## Task statement:
Rewrite the listing below as a numbered list and omit any blank lines.
** Begin Given data **
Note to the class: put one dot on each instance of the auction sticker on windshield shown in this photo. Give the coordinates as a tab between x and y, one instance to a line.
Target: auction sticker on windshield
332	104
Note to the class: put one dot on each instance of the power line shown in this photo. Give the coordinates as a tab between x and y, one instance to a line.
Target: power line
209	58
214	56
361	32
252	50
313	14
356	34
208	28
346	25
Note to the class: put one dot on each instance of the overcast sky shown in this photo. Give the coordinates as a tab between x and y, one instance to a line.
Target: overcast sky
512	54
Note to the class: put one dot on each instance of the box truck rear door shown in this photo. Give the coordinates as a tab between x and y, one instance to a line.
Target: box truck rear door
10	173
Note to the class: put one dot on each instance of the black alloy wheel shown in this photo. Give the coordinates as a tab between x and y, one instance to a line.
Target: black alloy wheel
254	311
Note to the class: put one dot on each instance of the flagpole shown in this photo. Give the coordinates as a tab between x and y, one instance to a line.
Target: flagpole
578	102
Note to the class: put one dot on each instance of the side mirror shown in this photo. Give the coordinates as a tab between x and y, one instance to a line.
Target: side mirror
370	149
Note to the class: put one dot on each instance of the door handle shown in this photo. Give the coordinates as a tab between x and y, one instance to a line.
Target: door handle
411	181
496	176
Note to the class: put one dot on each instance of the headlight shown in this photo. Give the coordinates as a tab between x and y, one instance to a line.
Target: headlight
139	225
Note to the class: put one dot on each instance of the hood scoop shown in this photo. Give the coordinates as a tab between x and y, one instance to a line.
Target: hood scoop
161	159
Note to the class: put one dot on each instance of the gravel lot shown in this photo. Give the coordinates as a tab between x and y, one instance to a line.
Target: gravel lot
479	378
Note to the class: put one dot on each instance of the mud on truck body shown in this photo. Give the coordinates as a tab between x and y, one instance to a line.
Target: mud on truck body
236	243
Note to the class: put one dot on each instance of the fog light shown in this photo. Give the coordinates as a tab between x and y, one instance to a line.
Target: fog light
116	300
** End Given data **
## Exercise solution:
1. Note to the class: put one dot on each instance of the auction sticker on windshield shown in this photo. Give the coordinates as a tab between x and y, one instance to a line.
2. Target: auction sticker on windshield
3. 332	104
4. Note to the class: put one dot on each instance of the power line shown in this photo. Give the coordinates as a tab between x and y, one instance to a line.
5. Target: power line
6. 209	58
7. 214	56
8. 361	32
9. 252	50
10. 313	14
11. 356	34
12. 208	28
13. 346	25
14. Note to the class: put one dot on each instance of the overcast sky shown in this photo. Give the coordinates as a tab between x and y, one instance to a line.
15. Target: overcast sky
16. 512	54
17. Note to the class: put one dot on each instance of the box truck rear door shown in this photo. Give the coordinates as a tab between x and y, one instance to a line.
18. Target: box truck rear door
19. 10	173
20. Note to the class: put one dot on each instance of the black alloy wheel shown in this photo. Give the coordinates as a tab between x and y, one instance to a line.
21. Target: black alloy wheel
22. 254	311
23. Note to the class: put one dot on each instance of the flagpole shown in this photo. Give the coordinates as a tab between x and y, one instance to a line.
24. Target: flagpole
25. 578	102
26. Note to the class: put one dot on each instance of the side mirror shown in this photo. Give the coordinates as a tab between x and y, one instance to a line.
27. Target: side mirror
28. 370	149
29. Note to the class: put one dot on each instance of the door handle shown in this photo. Give the coordinates as a tab between x and y, one instance to a line.
30. Target: door handle
31. 411	181
32. 496	176
33. Note to the class: put one dot on each instance of the headlight shown in this photo. Give the coordinates as a tab between x and y, one instance to a line.
34. Target: headlight
35. 139	225
36. Note to the class: put one dot on each instance of the hood scoop shown in this photo. Give the coordinates as a tab between x and y, one instance to a line.
37. Target: hood scoop
38. 161	159
39. Note to the class: put one dot on each instance of the gravel lot shown in this photo. Give the coordinates as a tab between x and y, one instance to a line.
40. Target: gravel lot
41. 479	378
42. Note to the class: put one dot on each instance of the mud on truck body shown in this photo. Give the coordinates as a tab between x and y, one instance to a line.
43. Target: mud on truck body
44. 236	243
45. Note to the class: put one dot on each instance of the fog light shown in this photo. Give the coordinates as a tab between x and y, one instance to a line.
46. Target: fog light
47. 116	300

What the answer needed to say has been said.